Brief —
Duplicate the records verbatim, beginning at their very start and going on through the line that contains "[0,0,600,103]", including that line. Omit the pictures from your copy.

(Detection annotation records)
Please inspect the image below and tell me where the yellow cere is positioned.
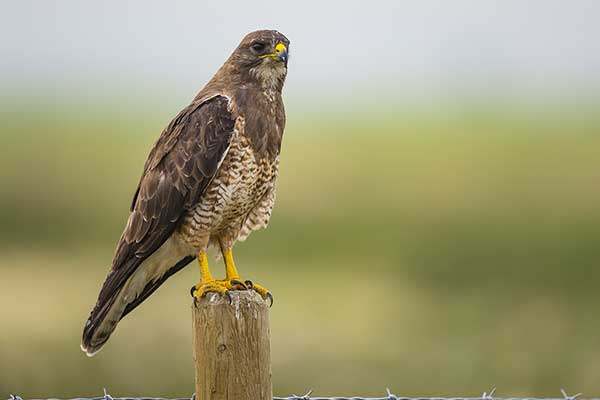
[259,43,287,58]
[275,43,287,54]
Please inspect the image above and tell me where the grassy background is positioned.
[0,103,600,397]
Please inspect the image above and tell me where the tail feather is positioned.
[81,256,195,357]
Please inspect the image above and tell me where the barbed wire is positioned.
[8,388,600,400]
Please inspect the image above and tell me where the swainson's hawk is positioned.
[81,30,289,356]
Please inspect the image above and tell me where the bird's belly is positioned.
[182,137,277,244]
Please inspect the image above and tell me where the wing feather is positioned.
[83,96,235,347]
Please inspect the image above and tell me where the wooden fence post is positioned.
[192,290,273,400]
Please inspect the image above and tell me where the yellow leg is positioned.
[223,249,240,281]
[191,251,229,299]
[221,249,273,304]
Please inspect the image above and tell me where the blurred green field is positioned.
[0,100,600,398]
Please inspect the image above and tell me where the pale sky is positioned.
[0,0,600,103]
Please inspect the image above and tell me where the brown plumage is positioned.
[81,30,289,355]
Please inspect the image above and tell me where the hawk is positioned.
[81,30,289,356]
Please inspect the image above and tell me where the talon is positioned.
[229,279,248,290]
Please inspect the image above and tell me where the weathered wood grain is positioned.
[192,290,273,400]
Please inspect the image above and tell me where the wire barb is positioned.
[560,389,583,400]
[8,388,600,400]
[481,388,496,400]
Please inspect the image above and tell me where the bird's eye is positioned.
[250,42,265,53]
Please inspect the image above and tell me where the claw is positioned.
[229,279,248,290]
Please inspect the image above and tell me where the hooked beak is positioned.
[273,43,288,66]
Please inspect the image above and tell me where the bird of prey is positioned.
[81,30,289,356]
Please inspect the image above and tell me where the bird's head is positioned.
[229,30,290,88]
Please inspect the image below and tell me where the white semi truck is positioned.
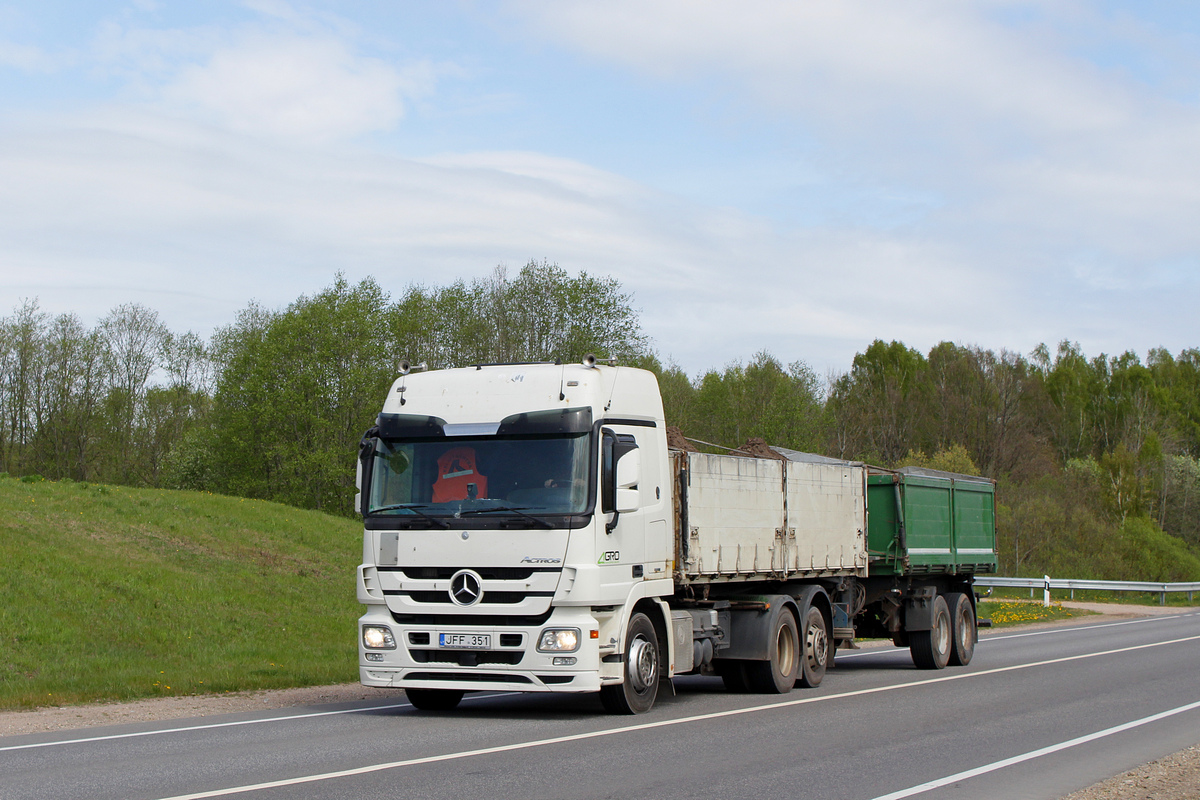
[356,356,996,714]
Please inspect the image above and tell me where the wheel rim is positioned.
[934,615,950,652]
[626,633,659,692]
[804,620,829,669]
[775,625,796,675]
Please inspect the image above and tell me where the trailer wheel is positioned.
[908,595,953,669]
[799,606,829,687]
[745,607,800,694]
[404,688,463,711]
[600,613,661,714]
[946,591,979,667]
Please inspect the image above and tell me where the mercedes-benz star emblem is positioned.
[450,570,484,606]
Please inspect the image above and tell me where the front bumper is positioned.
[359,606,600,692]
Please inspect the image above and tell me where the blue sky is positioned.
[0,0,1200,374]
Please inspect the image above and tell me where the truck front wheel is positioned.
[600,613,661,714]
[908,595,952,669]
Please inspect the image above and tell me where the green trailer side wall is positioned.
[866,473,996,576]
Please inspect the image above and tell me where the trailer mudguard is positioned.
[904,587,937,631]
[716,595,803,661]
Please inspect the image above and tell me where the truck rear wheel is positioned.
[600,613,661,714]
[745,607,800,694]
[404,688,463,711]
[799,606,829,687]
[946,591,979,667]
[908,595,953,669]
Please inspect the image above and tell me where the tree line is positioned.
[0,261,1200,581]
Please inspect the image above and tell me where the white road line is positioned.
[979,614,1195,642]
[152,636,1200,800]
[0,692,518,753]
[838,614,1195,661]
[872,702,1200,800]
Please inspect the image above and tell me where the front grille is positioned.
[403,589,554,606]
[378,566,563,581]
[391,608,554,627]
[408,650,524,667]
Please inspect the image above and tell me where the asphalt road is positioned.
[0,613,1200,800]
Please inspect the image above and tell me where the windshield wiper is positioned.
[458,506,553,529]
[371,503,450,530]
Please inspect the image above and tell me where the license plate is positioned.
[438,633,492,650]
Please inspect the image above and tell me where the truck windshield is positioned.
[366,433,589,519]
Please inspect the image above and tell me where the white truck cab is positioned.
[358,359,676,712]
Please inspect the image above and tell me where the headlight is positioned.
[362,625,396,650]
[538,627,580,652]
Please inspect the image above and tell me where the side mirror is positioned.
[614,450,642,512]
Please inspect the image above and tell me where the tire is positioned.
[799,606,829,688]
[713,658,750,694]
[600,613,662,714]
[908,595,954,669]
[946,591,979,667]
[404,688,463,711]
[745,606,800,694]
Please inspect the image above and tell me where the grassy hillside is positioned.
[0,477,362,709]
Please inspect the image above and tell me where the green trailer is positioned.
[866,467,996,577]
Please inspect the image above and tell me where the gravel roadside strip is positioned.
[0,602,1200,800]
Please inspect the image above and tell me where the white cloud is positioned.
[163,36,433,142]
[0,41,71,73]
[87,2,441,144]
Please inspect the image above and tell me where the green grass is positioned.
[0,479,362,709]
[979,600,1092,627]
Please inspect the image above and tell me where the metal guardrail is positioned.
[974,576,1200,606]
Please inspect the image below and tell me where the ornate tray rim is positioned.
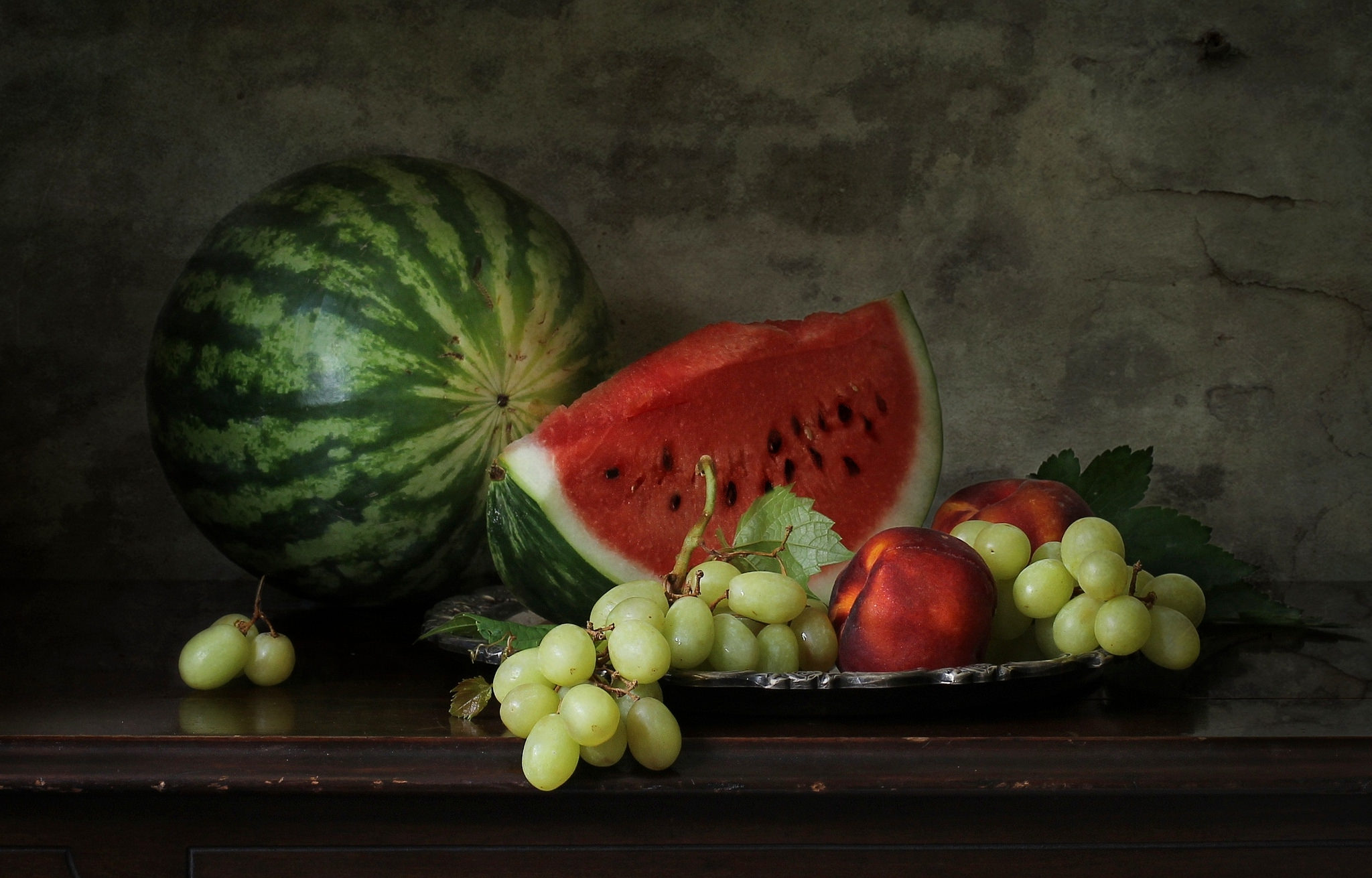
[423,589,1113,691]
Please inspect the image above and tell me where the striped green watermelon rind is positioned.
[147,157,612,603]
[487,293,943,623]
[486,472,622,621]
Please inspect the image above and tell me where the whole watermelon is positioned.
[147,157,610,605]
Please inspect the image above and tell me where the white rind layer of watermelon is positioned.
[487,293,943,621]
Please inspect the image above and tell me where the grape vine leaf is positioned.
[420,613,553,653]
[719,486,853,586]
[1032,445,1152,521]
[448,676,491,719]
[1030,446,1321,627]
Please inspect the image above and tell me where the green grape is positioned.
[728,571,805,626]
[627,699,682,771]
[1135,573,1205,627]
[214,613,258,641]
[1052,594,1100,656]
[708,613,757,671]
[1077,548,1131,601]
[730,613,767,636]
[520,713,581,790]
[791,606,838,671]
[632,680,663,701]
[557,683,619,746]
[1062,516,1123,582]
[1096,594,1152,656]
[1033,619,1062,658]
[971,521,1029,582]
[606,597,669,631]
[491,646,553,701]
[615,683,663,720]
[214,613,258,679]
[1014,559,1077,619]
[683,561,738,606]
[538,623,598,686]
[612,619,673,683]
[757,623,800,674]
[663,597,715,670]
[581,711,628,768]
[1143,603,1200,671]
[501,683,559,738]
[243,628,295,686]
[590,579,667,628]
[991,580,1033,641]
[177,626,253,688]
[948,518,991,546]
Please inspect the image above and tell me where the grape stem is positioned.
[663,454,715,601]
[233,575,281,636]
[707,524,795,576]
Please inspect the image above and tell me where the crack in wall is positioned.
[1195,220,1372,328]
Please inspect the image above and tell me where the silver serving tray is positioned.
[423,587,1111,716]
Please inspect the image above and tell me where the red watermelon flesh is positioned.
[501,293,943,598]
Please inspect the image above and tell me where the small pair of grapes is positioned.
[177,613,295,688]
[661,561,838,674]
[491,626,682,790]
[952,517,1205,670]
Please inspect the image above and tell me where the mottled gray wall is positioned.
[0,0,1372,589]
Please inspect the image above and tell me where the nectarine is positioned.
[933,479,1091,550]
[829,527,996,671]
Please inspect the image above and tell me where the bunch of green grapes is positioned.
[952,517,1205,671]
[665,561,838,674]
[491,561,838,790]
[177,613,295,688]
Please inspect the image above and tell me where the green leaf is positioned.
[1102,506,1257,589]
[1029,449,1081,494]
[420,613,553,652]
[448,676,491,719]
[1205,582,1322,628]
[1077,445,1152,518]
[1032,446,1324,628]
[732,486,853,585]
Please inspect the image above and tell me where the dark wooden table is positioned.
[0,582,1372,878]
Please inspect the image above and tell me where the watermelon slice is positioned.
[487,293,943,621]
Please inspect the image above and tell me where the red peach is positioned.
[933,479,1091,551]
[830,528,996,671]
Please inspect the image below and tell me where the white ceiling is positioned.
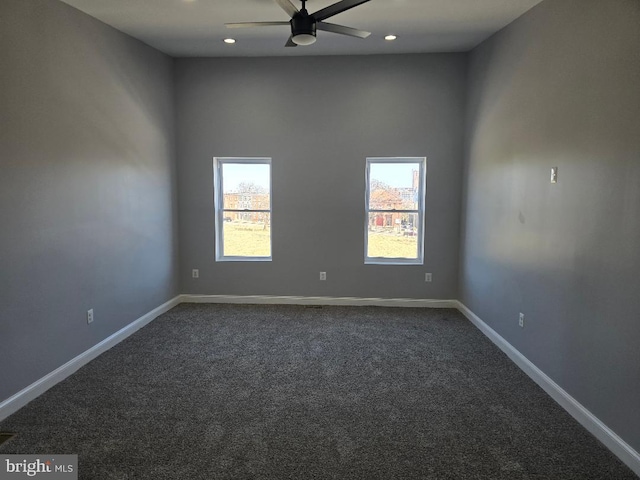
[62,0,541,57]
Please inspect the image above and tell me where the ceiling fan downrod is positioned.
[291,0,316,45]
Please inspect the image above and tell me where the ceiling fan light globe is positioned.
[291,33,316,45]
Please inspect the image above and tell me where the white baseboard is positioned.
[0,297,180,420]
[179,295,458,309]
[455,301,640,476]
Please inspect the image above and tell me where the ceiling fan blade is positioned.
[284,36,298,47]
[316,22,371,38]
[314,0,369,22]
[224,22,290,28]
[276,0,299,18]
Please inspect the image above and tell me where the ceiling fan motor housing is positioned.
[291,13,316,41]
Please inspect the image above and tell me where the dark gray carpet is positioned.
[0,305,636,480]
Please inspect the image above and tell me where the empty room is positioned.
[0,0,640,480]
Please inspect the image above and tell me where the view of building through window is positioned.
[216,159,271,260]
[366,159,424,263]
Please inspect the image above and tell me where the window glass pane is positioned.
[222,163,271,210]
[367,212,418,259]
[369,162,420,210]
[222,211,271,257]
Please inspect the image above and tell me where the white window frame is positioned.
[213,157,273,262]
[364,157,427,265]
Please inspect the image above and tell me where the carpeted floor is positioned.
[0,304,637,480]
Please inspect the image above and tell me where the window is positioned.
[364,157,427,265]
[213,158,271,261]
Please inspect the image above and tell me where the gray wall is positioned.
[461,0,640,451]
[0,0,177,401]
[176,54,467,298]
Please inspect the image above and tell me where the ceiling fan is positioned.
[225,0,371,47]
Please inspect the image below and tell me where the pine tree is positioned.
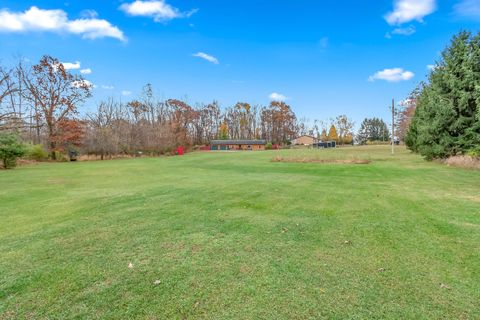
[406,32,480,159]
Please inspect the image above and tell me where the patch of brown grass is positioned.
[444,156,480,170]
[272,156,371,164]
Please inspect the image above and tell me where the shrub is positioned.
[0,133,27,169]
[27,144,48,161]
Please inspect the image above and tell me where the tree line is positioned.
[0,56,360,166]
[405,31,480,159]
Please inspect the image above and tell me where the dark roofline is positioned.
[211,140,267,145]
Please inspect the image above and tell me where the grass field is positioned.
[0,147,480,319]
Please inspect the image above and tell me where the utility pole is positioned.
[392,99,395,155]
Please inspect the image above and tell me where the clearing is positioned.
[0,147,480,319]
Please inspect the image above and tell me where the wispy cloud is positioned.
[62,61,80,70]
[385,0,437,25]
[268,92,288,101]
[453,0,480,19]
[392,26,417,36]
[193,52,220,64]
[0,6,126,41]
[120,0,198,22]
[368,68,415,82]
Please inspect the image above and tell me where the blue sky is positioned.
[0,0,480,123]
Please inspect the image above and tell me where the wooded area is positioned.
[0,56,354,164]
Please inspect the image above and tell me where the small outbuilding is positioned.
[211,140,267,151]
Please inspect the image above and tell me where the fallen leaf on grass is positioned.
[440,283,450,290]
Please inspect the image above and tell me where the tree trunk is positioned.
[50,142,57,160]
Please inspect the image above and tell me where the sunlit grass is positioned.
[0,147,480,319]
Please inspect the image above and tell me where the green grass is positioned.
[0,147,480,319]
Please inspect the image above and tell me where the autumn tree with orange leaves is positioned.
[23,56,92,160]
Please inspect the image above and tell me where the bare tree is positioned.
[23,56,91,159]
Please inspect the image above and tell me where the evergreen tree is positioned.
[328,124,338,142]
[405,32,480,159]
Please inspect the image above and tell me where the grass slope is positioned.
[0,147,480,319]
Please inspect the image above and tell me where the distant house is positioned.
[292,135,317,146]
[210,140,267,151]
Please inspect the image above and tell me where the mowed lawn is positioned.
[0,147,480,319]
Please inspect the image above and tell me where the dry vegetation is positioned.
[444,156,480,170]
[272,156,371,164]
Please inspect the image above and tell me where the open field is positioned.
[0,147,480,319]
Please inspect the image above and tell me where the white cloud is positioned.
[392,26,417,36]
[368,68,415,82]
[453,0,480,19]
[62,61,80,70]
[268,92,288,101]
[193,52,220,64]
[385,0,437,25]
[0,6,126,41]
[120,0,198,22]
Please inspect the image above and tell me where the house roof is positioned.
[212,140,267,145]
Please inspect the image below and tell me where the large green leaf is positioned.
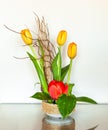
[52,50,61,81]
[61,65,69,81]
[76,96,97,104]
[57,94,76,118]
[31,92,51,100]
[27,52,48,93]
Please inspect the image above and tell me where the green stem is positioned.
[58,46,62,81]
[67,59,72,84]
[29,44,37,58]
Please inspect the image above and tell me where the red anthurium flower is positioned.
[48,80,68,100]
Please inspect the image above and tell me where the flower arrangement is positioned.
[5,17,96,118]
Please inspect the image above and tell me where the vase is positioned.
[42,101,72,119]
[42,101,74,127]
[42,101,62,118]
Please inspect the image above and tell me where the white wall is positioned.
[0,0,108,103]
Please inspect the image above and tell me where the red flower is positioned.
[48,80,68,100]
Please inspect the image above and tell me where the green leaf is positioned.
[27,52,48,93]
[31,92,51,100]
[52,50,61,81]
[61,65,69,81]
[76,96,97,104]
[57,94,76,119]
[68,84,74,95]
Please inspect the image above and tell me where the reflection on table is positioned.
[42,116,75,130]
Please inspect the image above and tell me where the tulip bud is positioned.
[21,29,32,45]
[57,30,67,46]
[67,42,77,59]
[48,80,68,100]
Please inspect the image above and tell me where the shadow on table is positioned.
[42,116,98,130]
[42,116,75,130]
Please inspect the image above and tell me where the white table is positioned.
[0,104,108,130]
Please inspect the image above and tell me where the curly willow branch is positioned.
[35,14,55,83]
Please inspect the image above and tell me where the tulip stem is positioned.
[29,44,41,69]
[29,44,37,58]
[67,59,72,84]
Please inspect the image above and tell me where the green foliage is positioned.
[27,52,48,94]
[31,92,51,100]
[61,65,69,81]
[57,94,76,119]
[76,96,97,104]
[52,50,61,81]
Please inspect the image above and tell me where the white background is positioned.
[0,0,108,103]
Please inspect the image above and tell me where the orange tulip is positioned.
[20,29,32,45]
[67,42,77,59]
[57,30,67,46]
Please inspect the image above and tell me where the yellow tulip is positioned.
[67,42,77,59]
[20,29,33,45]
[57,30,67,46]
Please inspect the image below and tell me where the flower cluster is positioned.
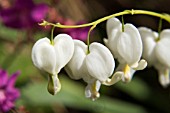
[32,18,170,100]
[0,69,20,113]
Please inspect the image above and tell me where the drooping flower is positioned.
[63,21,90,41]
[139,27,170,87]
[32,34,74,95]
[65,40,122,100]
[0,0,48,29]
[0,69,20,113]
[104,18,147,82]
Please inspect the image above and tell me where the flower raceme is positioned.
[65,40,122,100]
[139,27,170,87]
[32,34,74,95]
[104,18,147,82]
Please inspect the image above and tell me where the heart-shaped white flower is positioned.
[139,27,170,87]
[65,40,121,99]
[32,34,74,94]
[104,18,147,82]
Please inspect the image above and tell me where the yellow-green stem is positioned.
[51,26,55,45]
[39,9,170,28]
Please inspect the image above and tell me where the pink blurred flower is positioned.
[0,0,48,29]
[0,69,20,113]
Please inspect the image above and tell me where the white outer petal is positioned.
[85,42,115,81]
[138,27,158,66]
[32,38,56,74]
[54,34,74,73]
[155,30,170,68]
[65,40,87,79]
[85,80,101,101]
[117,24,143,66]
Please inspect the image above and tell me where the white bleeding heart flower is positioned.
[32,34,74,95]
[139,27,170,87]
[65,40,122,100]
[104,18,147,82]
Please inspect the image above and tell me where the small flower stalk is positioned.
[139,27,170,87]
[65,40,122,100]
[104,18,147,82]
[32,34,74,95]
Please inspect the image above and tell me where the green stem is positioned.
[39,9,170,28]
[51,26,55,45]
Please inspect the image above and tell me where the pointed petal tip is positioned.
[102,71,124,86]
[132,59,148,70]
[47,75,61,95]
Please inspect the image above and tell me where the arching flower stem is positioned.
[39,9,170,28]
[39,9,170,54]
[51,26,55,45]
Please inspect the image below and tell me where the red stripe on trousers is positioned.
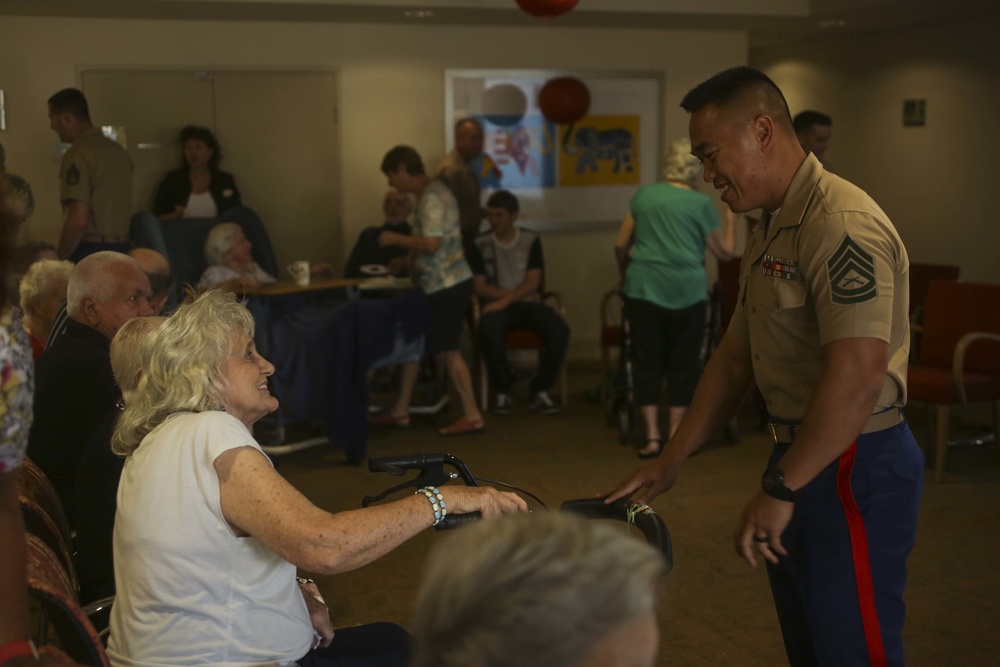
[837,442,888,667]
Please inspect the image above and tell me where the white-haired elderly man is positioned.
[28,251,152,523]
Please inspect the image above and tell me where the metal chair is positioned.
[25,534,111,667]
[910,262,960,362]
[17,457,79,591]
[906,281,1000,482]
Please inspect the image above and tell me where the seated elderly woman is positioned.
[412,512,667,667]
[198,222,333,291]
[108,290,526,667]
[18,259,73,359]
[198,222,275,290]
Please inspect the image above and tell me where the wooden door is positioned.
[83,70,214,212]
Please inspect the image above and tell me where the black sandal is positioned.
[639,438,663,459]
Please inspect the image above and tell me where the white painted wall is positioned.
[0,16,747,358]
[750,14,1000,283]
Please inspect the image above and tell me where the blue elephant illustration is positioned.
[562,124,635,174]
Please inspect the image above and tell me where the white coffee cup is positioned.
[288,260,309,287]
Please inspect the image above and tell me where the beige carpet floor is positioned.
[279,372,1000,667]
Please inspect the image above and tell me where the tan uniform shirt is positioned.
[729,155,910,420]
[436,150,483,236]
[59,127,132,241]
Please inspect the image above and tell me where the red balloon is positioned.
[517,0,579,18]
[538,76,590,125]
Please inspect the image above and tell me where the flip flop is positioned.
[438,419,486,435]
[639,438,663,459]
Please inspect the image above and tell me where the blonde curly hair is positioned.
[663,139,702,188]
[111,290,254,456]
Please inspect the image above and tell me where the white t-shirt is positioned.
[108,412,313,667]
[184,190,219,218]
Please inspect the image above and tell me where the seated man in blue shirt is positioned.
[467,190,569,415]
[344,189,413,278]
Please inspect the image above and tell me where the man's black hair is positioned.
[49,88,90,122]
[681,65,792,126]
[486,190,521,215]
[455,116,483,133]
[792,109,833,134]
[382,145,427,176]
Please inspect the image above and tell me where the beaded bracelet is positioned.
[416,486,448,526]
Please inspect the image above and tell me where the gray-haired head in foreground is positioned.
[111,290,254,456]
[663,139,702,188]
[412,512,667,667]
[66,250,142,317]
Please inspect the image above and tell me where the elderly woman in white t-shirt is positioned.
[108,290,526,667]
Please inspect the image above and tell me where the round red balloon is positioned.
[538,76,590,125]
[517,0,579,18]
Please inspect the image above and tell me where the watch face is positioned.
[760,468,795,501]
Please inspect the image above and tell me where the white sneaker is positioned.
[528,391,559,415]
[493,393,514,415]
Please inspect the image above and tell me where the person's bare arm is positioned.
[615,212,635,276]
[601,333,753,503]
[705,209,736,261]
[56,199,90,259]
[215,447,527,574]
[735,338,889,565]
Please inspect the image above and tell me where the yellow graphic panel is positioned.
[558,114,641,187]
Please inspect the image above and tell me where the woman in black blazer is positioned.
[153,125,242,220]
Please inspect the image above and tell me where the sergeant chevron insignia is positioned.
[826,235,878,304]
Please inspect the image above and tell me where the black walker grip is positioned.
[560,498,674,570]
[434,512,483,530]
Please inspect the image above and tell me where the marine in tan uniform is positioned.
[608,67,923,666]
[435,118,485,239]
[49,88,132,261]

Written solution —
Please inspect the image below and tell me where the yellow cere is positioned.
[259,43,287,58]
[275,43,287,54]
Please inspect the image above and tell me where the grassy background is positioned.
[0,103,600,397]
Please inspect the image above and tell me where the tail feather is positioned.
[81,256,195,357]
Please inspect the image above and tell me where the barbed wire is positioned.
[8,388,600,400]
Please inspect the image above and tell me where the swainson's hawk is positioned.
[81,30,289,356]
Please inspect the image above and tell me where the bird's belly is positioned.
[182,137,277,244]
Please inspect the image above and tell me where the wing feather is positioned.
[83,96,235,347]
Please inspect the image above and tell me where the wooden fence post is positioned.
[192,290,273,400]
Please inspect the image above and tell me where the yellow leg is positioned.
[223,249,240,281]
[191,251,229,299]
[221,249,273,304]
Please inspect the image above and tell me where the blurred green field is positioned.
[0,100,600,398]
Please inspect the image above and tell me where the pale sky is positioned.
[0,0,600,103]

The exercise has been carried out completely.